** Photo object pointing records **
--- start ---

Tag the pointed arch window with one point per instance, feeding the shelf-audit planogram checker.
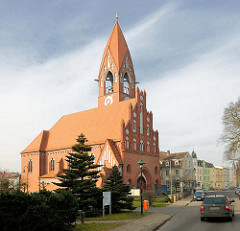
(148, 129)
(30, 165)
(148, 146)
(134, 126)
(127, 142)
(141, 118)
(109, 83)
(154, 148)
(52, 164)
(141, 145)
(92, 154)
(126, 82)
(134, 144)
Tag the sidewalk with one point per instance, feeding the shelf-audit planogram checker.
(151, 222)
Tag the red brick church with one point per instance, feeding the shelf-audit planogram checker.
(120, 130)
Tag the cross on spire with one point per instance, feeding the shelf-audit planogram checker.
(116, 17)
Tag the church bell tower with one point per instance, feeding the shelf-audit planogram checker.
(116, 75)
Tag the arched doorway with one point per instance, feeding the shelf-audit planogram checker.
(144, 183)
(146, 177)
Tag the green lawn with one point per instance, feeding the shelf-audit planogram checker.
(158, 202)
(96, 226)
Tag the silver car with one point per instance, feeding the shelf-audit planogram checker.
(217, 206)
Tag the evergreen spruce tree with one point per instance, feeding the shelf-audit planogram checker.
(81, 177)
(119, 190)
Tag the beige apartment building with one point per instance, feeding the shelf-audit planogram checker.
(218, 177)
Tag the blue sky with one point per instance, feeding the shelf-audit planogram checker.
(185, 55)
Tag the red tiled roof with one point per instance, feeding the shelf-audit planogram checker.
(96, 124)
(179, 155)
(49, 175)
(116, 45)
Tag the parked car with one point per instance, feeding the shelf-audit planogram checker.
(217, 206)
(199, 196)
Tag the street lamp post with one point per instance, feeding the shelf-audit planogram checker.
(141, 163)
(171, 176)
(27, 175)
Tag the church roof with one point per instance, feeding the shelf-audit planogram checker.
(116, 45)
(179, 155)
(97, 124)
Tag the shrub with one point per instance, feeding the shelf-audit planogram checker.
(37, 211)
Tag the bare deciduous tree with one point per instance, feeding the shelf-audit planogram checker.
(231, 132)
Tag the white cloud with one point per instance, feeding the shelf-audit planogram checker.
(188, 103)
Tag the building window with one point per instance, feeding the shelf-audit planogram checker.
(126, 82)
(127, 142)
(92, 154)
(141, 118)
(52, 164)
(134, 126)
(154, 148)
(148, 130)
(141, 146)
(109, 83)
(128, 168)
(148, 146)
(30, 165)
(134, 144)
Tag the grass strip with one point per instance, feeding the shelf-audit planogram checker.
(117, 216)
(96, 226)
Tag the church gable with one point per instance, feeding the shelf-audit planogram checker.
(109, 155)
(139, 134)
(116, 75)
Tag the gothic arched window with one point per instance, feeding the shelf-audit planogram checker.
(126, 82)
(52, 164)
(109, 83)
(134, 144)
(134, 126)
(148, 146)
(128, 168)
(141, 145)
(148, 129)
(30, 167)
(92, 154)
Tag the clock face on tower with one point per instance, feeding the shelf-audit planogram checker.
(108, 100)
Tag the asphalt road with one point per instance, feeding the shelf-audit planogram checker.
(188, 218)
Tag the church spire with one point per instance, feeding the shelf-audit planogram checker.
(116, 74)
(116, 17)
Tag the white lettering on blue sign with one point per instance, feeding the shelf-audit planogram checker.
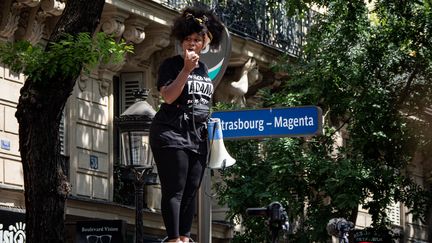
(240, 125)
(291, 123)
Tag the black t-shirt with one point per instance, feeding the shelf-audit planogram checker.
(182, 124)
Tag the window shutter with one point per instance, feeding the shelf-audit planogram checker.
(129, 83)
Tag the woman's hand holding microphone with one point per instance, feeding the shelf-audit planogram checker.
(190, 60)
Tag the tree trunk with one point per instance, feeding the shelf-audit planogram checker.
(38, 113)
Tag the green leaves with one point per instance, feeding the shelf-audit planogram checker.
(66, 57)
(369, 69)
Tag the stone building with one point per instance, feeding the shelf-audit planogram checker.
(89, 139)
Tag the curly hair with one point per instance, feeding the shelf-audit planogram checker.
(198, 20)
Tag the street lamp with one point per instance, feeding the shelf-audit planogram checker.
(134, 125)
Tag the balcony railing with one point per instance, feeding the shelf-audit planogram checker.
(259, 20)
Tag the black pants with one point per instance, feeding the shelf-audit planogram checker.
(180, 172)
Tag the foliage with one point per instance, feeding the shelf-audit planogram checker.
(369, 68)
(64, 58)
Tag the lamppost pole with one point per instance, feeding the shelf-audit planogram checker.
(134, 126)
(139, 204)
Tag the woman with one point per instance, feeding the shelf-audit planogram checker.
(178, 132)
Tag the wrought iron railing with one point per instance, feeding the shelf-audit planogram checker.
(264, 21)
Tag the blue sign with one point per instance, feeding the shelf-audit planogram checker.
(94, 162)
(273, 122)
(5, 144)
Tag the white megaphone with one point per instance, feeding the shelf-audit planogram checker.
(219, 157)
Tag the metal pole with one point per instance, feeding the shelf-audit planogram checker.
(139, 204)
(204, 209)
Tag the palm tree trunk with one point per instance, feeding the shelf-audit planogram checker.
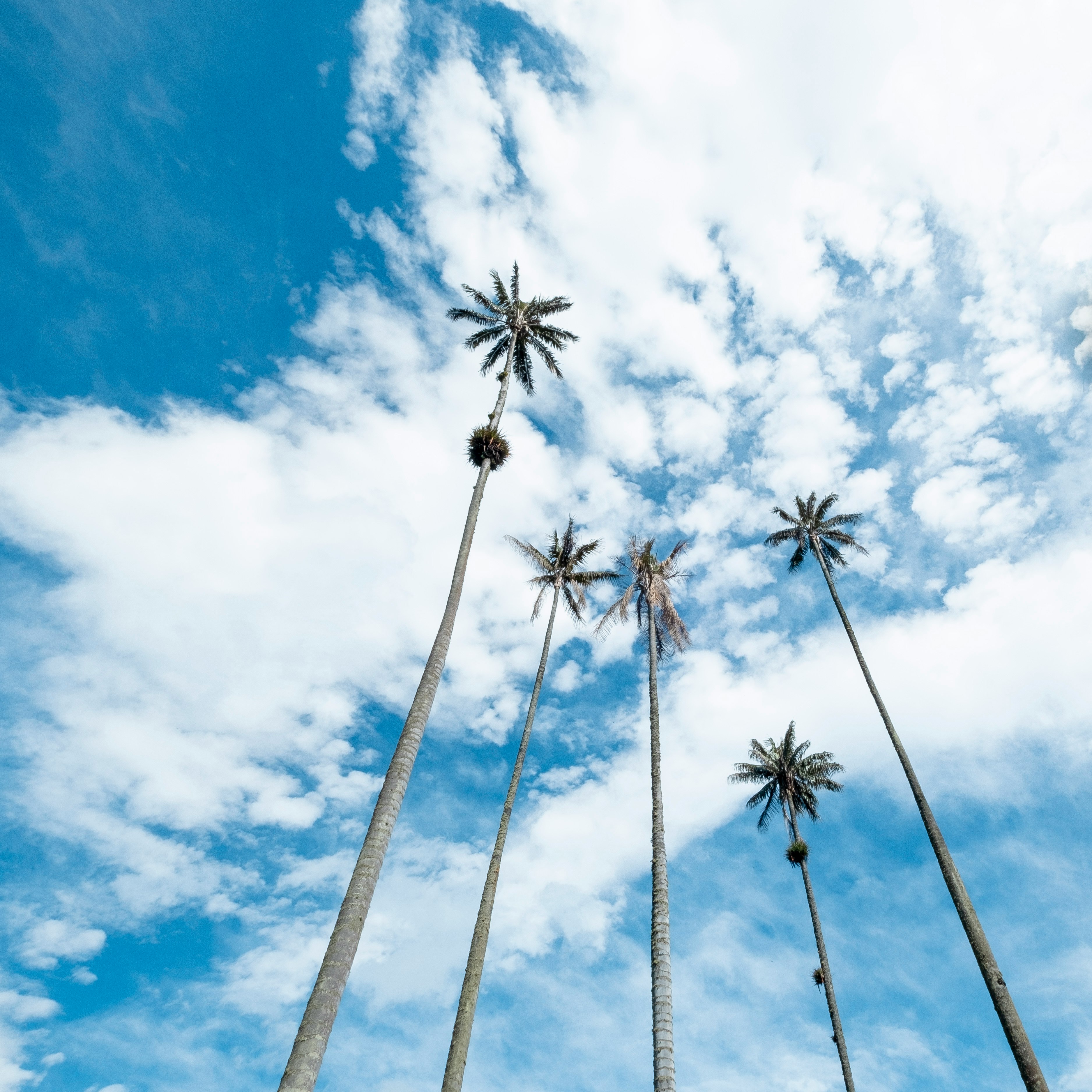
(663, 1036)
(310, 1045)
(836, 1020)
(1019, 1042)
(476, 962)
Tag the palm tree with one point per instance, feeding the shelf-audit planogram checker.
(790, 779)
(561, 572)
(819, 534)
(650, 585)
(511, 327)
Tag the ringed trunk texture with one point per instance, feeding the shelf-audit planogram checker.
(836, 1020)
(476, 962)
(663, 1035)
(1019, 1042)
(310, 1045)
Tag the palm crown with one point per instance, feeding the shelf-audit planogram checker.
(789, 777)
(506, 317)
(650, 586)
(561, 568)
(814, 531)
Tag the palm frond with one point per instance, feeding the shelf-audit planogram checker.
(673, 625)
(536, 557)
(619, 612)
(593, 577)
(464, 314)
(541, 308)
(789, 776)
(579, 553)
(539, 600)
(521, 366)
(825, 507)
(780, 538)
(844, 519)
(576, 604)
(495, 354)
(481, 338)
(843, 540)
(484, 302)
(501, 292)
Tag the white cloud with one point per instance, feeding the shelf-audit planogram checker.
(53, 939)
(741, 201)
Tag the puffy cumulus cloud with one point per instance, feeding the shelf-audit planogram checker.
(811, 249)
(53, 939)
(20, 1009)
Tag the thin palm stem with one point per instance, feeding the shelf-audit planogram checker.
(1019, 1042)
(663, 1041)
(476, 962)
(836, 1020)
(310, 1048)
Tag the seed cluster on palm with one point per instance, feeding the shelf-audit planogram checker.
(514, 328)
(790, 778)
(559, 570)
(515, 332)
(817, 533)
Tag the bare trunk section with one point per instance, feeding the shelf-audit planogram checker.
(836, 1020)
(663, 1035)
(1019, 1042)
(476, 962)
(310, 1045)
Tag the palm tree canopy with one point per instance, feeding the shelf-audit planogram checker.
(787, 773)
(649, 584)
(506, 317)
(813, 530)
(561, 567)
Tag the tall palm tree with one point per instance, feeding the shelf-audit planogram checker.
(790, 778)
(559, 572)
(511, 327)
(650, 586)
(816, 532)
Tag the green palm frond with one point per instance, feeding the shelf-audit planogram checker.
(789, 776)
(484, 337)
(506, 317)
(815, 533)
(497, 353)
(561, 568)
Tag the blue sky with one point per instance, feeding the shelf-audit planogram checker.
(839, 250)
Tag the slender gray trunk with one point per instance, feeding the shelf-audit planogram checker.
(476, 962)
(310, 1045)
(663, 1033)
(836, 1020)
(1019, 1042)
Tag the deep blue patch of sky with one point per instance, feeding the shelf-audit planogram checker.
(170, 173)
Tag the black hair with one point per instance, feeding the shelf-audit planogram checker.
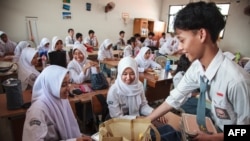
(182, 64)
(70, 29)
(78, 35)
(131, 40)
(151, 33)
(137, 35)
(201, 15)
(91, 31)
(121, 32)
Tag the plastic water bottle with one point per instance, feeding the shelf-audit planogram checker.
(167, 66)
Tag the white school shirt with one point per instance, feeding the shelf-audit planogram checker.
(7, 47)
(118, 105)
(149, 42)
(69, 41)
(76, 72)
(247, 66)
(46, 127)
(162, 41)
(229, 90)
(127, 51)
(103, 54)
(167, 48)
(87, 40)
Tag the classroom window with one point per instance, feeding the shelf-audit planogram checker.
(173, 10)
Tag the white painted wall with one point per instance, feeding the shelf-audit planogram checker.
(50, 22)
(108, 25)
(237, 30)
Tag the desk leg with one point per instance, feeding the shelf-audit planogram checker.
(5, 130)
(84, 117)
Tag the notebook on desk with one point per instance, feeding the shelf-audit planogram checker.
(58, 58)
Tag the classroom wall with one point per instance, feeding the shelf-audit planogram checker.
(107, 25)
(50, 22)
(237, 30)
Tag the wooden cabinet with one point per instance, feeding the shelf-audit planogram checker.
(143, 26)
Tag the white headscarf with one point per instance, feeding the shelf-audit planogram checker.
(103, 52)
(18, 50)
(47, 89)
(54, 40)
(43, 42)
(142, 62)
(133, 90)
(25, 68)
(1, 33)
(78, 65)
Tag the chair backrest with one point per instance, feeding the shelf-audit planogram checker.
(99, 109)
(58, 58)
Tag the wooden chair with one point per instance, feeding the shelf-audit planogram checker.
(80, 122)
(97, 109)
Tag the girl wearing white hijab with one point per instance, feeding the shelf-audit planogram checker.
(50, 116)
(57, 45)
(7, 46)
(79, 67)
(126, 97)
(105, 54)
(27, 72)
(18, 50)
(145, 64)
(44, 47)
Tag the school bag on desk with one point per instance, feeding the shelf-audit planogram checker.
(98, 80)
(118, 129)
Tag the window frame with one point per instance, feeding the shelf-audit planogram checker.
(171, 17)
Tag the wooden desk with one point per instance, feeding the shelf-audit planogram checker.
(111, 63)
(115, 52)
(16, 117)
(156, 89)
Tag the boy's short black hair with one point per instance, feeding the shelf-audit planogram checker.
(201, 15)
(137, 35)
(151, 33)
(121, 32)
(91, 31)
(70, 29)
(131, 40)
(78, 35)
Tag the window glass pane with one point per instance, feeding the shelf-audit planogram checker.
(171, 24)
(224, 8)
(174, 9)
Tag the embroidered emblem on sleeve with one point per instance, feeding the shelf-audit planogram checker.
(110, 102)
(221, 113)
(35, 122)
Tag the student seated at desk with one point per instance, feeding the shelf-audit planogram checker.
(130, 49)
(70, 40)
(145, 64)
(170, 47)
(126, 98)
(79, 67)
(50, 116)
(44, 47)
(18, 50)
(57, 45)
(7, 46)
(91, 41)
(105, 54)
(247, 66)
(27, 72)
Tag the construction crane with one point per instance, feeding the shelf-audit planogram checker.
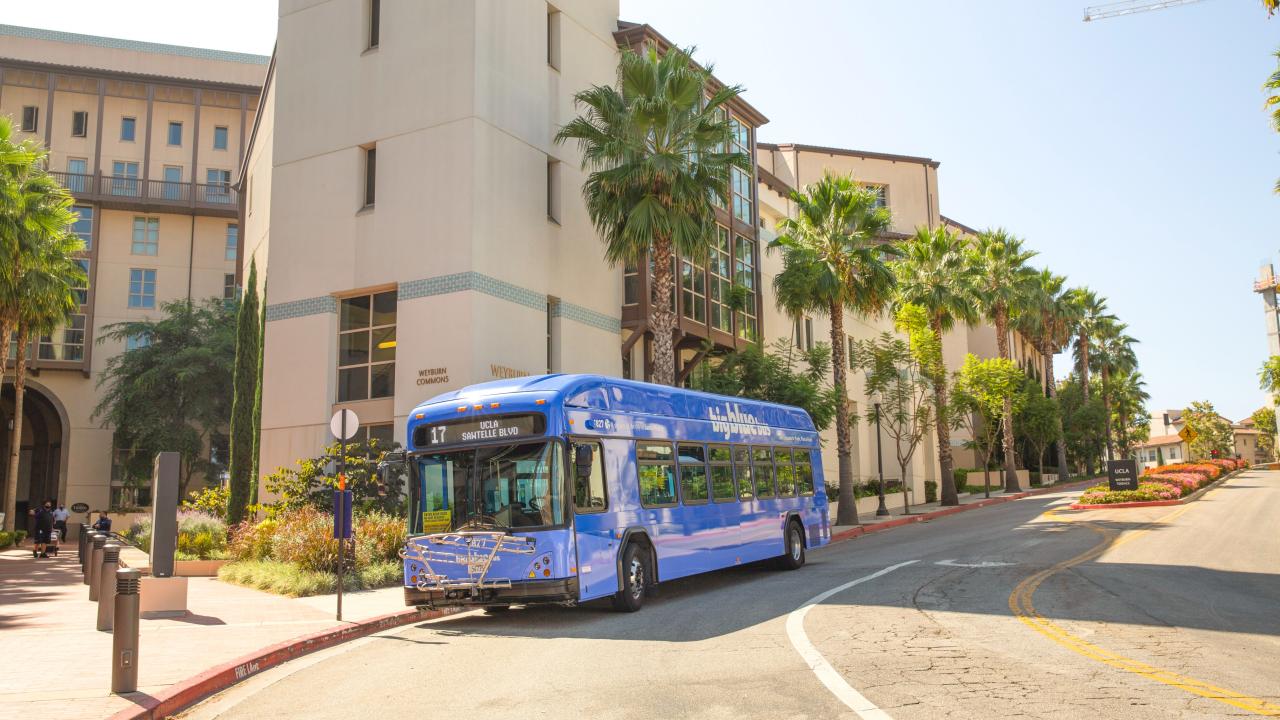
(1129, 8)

--- end ---

** Exercise **
The pictures stay out; repeat exactly the lines from the one with "Tag the school" to the end of the entries above, and nothing else.

** Response **
Tag the school bag on desk with one point per instance, feeding the shelf-audit planogram checker.
(98, 80)
(118, 129)
Tag the window frame with one point per instance, feeding the shelf-audit planogram checker.
(171, 17)
Tag the wooden desk with one point per instance, feeding the shelf-audit planogram checker.
(111, 63)
(115, 52)
(16, 117)
(156, 89)
Tag the boy's short black hair with one point per instance, feeding the shelf-audit planogram checker.
(201, 15)
(137, 35)
(151, 33)
(121, 32)
(91, 31)
(70, 29)
(131, 40)
(78, 35)
Tag the window glass pane with one point per instance, feeding the shelf-audit planogram checker.
(171, 24)
(224, 8)
(174, 9)
Tag the embroidered emblem on sleeve with one point per instance, feeding the shelf-audit planogram checker.
(110, 102)
(221, 113)
(35, 122)
Tag the student seated at desk with one point per instance, feeding the shelf-audit planogram checker.
(130, 49)
(70, 40)
(145, 64)
(170, 47)
(126, 98)
(79, 67)
(50, 116)
(44, 47)
(18, 50)
(57, 45)
(7, 46)
(91, 41)
(105, 54)
(247, 66)
(27, 72)
Tag the construction crane with one point per instance, feeding the shelf-audit planogram checker.
(1129, 8)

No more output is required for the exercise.